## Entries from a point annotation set
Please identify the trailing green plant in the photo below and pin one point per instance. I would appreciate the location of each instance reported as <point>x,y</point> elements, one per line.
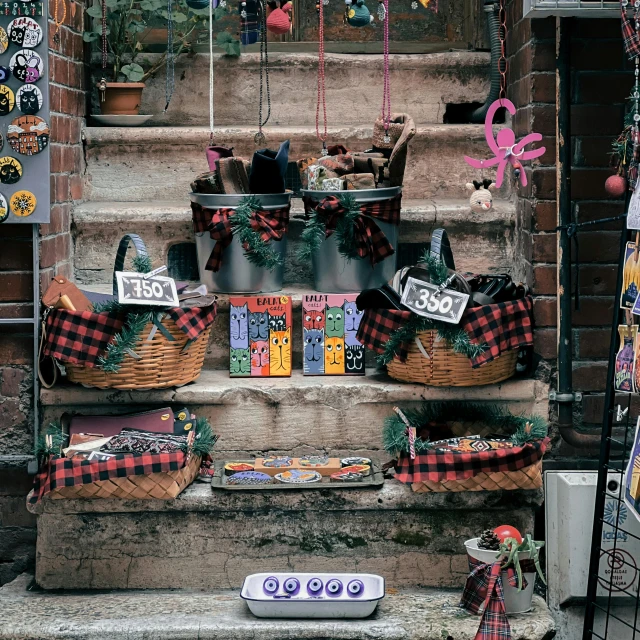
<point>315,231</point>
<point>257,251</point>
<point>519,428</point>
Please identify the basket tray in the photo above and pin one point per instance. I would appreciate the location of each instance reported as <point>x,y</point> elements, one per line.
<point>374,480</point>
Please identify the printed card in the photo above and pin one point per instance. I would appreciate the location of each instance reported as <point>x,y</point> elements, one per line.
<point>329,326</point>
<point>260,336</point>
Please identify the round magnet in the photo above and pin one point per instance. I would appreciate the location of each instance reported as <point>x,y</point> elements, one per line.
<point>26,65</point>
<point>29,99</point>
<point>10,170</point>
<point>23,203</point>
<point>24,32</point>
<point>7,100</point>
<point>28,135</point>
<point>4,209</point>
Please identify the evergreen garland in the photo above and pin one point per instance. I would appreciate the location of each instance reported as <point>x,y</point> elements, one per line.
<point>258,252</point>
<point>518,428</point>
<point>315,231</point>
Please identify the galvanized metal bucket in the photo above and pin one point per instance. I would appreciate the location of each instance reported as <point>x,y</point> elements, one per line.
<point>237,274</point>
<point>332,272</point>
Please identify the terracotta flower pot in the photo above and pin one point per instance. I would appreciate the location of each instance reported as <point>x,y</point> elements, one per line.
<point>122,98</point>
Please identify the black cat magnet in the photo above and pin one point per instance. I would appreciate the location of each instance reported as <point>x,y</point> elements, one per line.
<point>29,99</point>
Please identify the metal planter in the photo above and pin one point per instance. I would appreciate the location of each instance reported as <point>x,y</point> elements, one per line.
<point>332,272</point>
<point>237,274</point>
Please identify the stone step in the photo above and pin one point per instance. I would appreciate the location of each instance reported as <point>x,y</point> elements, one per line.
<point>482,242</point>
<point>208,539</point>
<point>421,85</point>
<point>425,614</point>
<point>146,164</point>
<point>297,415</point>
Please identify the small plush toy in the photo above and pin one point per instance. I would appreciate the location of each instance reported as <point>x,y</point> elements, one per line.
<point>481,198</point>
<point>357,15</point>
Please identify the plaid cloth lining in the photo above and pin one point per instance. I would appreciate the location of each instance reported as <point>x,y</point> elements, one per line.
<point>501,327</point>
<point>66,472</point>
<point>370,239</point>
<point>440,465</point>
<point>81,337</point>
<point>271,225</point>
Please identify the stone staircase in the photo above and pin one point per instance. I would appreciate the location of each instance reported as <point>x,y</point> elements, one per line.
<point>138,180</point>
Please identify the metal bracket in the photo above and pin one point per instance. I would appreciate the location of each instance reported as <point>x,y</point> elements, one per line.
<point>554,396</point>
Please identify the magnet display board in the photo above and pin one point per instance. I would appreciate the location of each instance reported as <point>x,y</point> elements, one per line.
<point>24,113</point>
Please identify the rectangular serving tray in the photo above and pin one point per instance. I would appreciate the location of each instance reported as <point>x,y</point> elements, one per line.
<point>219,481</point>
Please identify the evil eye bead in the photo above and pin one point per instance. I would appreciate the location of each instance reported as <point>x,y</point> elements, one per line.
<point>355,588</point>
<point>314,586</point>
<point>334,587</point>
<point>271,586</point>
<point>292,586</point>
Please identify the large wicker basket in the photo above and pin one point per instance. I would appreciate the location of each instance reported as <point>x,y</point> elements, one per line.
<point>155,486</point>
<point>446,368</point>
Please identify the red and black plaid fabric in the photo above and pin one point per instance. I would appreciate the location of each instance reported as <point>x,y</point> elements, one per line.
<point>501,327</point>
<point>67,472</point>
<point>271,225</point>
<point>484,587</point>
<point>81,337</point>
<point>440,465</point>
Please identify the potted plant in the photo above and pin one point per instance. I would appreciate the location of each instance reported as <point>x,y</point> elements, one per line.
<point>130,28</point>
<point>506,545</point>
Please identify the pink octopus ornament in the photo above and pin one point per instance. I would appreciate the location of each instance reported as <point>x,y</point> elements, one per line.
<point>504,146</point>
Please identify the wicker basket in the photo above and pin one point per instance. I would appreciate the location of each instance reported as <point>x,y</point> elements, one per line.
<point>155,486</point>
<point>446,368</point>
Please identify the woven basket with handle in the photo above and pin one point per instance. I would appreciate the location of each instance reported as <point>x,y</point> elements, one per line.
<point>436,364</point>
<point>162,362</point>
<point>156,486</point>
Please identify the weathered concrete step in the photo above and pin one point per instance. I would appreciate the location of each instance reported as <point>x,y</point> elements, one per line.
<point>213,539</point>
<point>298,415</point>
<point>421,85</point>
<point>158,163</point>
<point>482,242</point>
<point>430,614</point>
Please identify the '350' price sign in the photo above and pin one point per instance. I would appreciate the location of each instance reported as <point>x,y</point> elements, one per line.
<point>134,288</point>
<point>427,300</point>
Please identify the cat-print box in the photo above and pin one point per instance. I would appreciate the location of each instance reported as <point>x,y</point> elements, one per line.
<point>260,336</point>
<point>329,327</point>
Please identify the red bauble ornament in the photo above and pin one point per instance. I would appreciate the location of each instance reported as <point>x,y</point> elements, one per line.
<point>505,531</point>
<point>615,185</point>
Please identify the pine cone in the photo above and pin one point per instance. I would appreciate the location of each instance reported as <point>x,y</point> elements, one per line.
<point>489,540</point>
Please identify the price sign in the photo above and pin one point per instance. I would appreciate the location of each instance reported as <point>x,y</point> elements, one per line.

* * *

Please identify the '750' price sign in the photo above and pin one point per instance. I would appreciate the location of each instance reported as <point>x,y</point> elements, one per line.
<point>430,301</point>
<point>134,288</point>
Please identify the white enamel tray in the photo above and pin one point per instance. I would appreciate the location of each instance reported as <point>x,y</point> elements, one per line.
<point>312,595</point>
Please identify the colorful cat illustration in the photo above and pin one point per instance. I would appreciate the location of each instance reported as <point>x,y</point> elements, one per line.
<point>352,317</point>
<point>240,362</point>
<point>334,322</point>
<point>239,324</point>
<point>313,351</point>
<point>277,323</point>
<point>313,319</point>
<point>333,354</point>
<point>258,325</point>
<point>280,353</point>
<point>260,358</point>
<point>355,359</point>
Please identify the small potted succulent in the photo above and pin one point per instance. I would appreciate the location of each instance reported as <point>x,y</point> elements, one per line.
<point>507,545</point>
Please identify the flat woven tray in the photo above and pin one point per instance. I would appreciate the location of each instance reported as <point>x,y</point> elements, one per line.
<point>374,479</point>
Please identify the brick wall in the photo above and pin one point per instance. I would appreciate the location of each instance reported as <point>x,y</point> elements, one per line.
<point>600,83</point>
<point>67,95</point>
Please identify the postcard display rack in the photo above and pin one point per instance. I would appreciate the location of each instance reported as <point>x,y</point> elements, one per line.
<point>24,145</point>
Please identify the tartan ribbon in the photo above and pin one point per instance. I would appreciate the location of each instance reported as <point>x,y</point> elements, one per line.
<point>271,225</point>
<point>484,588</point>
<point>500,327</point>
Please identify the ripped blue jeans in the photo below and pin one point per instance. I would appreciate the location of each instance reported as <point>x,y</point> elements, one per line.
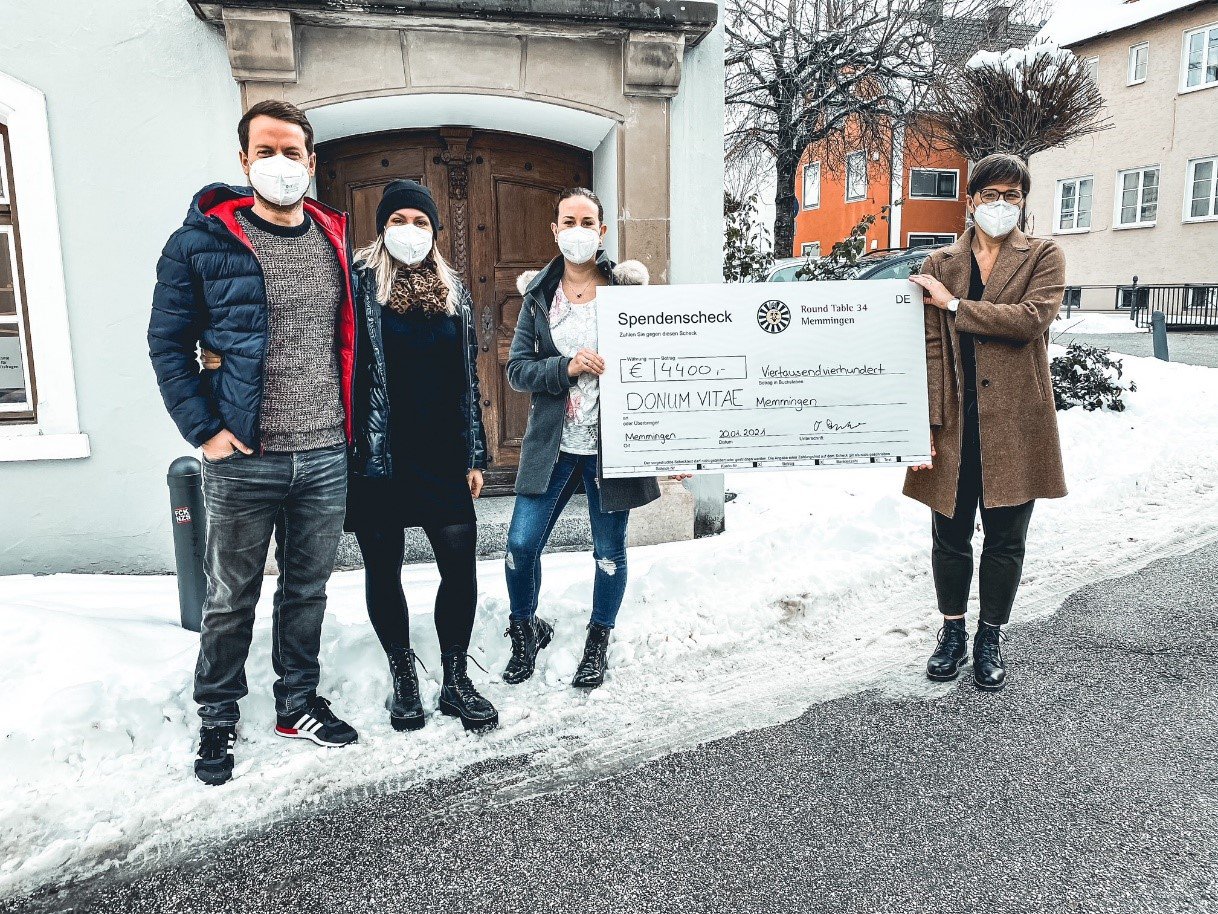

## WORK INSTRUCTIONS
Copy the records above without changes, starting at the line with "Please identify the red and" and ending at the line with "<point>430,614</point>", including both of those lines.

## RESULT BELOW
Please identify the red and black plaid fabric in the photo above and pin one point per instance. I would appreciate the location of each instance reported as <point>x,y</point> elements, one per line.
<point>501,327</point>
<point>67,472</point>
<point>271,225</point>
<point>484,587</point>
<point>81,337</point>
<point>440,465</point>
Please identify the potted plant in the photo above and pin one point per instance. I would appreciate the location of each instance reported as <point>x,y</point> elements, one per line.
<point>130,28</point>
<point>506,545</point>
Please identify the pink octopus ornament in the photo above and pin one point per instance. I would appreciate the location of each instance reported as <point>x,y</point> elements, one per line.
<point>504,146</point>
Please identify the wicker basket in the photo above and pin one point per instance. I would appreciate the location of each instance reported as <point>x,y</point> elements, one per line.
<point>155,486</point>
<point>446,368</point>
Please identify the woven basket with handle in the photo above and pin one point per instance. I would appreciate the location of each instance reported as <point>x,y</point> elements, one per line.
<point>436,364</point>
<point>162,362</point>
<point>156,486</point>
Please identify the weathered concrete step in the photo above and pin one point per instance. I would appreciate the location of each instance reported as <point>x,y</point> elements, one per line.
<point>213,539</point>
<point>298,415</point>
<point>421,85</point>
<point>158,163</point>
<point>482,242</point>
<point>430,614</point>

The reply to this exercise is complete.